[Begin Given data]

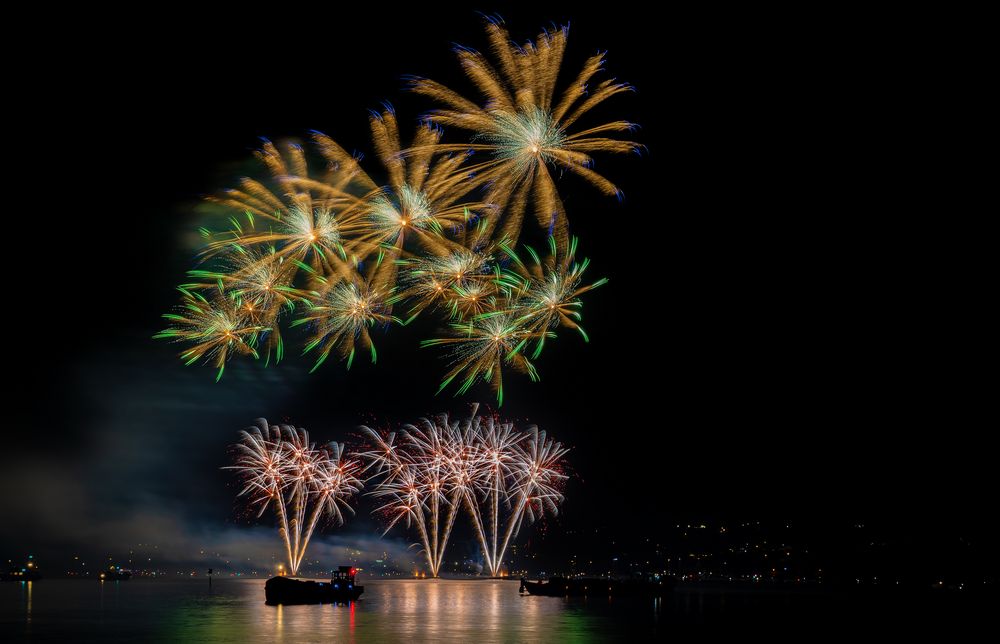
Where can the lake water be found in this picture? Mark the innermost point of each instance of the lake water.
(473, 610)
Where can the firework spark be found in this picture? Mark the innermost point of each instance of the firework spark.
(315, 241)
(304, 484)
(428, 472)
(216, 328)
(525, 128)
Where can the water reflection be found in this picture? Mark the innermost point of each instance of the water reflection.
(30, 588)
(411, 610)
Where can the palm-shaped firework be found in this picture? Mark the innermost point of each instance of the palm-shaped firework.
(429, 471)
(305, 484)
(318, 243)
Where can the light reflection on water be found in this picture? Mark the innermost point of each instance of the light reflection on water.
(417, 610)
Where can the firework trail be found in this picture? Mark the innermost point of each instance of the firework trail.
(524, 125)
(315, 242)
(429, 471)
(304, 484)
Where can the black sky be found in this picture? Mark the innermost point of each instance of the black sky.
(763, 347)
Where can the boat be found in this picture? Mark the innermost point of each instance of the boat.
(116, 573)
(598, 587)
(288, 590)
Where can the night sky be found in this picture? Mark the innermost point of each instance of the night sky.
(763, 347)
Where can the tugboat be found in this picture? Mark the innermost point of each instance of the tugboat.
(595, 587)
(116, 573)
(341, 588)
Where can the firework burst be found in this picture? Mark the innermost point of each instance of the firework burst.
(216, 329)
(428, 472)
(305, 484)
(314, 241)
(342, 319)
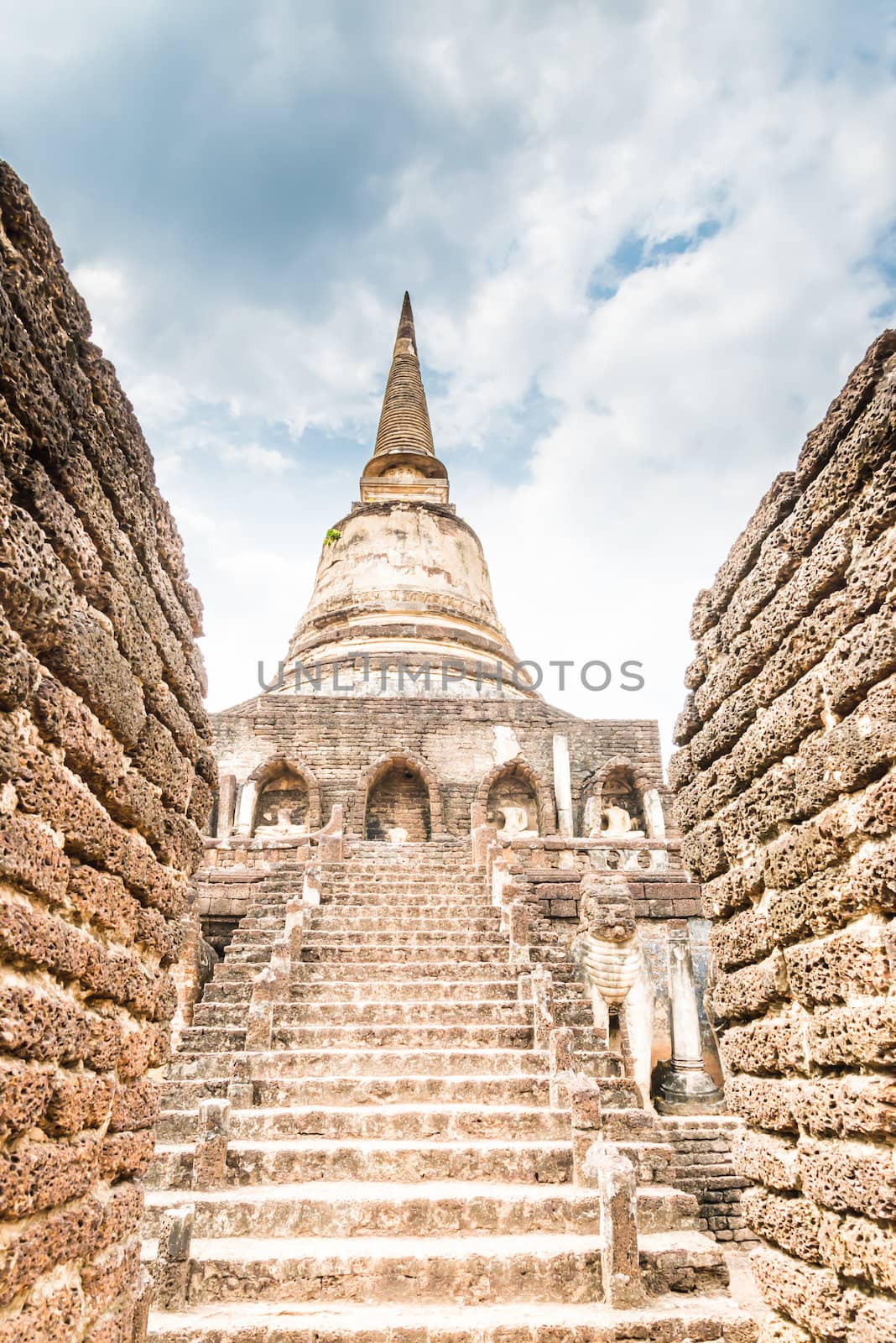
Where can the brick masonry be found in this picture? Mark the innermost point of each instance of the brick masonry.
(786, 798)
(105, 778)
(461, 742)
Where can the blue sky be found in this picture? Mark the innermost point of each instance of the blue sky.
(645, 243)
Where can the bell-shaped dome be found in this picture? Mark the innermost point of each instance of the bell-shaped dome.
(403, 602)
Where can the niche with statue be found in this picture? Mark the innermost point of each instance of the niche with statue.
(399, 806)
(282, 805)
(616, 806)
(513, 805)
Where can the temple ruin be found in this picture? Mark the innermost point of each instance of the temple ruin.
(785, 792)
(385, 1005)
(461, 959)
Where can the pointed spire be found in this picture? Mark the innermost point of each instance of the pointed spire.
(404, 421)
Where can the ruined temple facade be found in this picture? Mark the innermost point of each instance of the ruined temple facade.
(401, 698)
(786, 792)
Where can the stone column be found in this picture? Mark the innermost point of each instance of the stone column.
(685, 1087)
(247, 809)
(170, 1268)
(226, 805)
(616, 1181)
(210, 1154)
(654, 818)
(562, 785)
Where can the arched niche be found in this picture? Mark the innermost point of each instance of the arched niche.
(513, 789)
(287, 794)
(399, 792)
(622, 789)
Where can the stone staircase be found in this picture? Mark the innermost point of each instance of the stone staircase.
(392, 1168)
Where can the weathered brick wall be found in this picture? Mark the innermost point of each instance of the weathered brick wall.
(461, 740)
(786, 792)
(105, 774)
(703, 1166)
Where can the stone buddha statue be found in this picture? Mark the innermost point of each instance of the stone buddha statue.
(282, 826)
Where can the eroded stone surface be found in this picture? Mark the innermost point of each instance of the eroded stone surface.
(101, 729)
(785, 778)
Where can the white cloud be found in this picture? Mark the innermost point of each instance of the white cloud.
(671, 403)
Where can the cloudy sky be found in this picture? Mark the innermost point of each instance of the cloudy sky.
(645, 243)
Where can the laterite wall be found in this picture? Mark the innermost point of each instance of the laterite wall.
(105, 776)
(786, 796)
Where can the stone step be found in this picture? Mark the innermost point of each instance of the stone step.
(295, 1161)
(383, 1121)
(367, 1063)
(212, 1038)
(201, 1038)
(364, 969)
(436, 1208)
(354, 950)
(394, 933)
(445, 1013)
(371, 1091)
(407, 1036)
(408, 1269)
(329, 919)
(412, 900)
(671, 1319)
(324, 982)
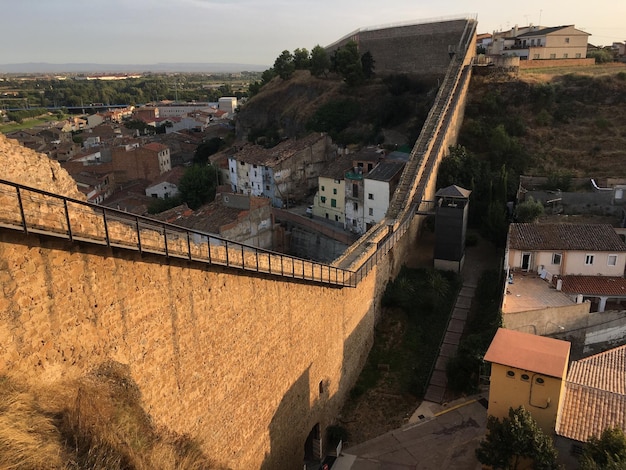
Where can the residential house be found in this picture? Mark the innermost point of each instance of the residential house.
(363, 162)
(584, 261)
(378, 187)
(530, 371)
(228, 104)
(285, 173)
(237, 217)
(538, 43)
(594, 400)
(329, 201)
(167, 185)
(97, 187)
(570, 405)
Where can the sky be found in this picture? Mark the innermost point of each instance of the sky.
(253, 31)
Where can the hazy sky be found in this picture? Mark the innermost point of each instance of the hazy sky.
(252, 31)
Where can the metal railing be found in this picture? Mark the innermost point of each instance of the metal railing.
(35, 211)
(32, 210)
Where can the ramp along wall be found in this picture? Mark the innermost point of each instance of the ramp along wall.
(226, 344)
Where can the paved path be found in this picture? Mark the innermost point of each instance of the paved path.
(477, 259)
(445, 437)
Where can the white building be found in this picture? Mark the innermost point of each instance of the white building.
(379, 186)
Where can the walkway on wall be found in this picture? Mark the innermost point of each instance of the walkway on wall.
(33, 211)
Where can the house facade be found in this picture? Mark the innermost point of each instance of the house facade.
(540, 43)
(286, 173)
(378, 187)
(529, 371)
(565, 249)
(330, 199)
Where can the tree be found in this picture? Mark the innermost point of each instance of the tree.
(301, 59)
(320, 62)
(284, 65)
(367, 63)
(206, 149)
(528, 211)
(515, 439)
(197, 186)
(608, 452)
(348, 64)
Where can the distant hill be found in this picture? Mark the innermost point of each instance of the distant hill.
(43, 67)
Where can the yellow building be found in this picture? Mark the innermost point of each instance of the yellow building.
(528, 371)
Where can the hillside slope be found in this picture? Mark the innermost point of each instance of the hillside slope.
(572, 122)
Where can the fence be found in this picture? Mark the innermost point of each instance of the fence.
(32, 210)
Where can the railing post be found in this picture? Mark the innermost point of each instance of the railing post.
(165, 241)
(67, 219)
(138, 234)
(106, 227)
(19, 200)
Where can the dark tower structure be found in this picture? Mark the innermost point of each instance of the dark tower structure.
(450, 227)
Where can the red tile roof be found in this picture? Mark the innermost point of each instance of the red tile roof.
(534, 353)
(575, 237)
(594, 285)
(595, 396)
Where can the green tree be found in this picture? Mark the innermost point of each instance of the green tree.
(284, 65)
(206, 149)
(320, 62)
(301, 59)
(528, 211)
(348, 64)
(197, 186)
(608, 452)
(516, 439)
(367, 63)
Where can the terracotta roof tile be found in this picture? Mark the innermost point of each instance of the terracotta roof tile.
(598, 285)
(534, 353)
(595, 395)
(580, 237)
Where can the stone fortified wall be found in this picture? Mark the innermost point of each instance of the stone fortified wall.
(419, 48)
(247, 364)
(235, 361)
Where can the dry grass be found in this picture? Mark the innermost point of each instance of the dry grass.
(94, 423)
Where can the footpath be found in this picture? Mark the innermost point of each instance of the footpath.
(438, 435)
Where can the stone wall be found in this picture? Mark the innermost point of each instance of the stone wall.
(232, 359)
(419, 48)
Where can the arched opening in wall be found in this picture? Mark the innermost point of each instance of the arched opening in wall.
(313, 445)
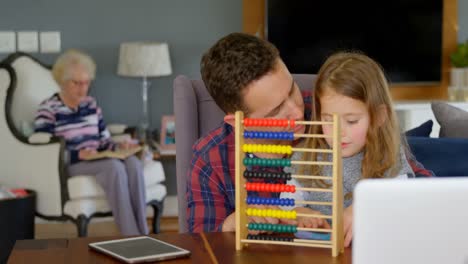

[End Given data]

▶ _What the task asks_
How many lines in the records above contain the string "house"? Case counts. Reply with the number alone.

▶ _Output for this task_
2